- CHALLENGE:
State how many lines of the listing below contain the string "downtown". Give the number alone.

- DATA FOR THIS EXERCISE:
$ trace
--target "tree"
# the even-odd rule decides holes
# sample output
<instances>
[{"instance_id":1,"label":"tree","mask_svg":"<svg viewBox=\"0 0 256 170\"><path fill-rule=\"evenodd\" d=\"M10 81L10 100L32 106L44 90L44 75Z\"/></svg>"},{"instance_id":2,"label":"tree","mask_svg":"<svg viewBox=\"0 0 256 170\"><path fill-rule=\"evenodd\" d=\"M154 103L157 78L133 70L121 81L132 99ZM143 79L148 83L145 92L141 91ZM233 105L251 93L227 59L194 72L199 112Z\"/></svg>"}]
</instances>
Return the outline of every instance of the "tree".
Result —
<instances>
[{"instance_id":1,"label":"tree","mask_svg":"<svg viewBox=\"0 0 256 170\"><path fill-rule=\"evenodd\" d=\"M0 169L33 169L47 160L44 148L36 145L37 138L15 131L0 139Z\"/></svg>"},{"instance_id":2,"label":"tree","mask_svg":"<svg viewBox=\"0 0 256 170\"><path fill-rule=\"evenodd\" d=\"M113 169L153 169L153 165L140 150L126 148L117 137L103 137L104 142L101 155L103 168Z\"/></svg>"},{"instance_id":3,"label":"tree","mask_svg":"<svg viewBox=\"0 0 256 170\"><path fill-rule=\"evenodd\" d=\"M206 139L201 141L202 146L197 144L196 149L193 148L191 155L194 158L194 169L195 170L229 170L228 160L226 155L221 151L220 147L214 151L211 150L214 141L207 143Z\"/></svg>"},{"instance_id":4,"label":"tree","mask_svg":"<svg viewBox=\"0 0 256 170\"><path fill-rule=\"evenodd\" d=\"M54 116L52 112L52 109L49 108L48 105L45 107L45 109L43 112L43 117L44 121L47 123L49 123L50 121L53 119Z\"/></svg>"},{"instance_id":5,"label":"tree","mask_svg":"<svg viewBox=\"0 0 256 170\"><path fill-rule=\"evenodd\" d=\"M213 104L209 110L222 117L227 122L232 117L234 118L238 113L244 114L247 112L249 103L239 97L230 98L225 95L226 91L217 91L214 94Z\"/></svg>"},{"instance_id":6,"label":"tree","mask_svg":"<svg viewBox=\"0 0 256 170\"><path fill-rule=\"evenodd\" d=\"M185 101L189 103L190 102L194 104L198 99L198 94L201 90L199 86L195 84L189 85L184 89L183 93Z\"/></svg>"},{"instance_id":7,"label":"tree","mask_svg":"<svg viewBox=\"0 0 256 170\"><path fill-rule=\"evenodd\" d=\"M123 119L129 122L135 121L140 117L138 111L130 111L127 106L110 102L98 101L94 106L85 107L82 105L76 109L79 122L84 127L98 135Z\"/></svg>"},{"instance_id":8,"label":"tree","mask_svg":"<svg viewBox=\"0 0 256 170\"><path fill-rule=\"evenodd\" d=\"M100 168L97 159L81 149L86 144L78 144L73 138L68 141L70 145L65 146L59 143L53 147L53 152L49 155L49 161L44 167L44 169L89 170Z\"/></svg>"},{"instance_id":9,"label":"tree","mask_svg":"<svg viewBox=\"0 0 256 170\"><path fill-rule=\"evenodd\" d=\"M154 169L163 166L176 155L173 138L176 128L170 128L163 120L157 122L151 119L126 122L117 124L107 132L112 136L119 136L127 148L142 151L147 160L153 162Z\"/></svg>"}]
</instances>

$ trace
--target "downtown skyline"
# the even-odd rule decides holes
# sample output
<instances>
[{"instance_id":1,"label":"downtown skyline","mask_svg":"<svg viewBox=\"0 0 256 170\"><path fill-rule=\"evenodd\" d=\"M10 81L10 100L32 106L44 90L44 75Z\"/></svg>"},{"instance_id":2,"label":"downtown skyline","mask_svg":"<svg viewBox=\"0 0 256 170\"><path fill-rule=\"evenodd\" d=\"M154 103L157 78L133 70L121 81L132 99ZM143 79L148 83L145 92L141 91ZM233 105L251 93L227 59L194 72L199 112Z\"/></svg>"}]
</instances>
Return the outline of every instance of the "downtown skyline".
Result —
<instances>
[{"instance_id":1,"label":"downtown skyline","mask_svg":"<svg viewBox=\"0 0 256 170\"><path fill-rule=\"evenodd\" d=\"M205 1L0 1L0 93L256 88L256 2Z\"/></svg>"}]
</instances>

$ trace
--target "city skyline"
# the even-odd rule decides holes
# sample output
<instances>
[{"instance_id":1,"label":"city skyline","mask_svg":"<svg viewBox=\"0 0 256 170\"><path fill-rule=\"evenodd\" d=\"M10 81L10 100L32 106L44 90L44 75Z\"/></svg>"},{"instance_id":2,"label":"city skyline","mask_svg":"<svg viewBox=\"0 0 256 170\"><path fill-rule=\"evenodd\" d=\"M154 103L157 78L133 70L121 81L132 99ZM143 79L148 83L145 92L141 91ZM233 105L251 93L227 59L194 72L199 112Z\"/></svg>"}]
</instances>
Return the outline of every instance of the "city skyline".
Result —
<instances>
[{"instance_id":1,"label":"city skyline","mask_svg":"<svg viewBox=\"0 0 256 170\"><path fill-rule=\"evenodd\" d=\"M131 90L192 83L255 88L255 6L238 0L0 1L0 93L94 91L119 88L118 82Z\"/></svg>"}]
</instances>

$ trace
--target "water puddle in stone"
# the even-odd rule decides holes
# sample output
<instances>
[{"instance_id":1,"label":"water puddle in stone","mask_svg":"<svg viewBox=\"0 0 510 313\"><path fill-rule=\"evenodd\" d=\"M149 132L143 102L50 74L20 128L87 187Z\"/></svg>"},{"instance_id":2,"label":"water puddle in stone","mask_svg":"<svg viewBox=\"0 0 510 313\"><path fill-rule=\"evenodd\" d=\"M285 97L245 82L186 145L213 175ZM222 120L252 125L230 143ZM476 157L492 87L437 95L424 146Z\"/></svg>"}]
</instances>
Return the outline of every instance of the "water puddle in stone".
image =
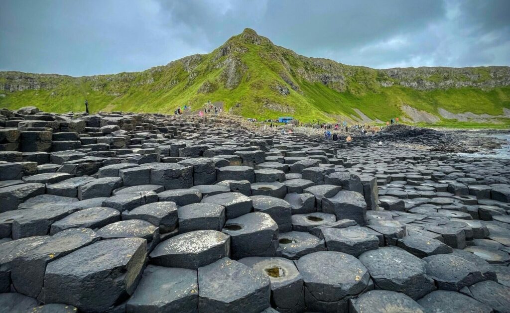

- SOLUTION:
4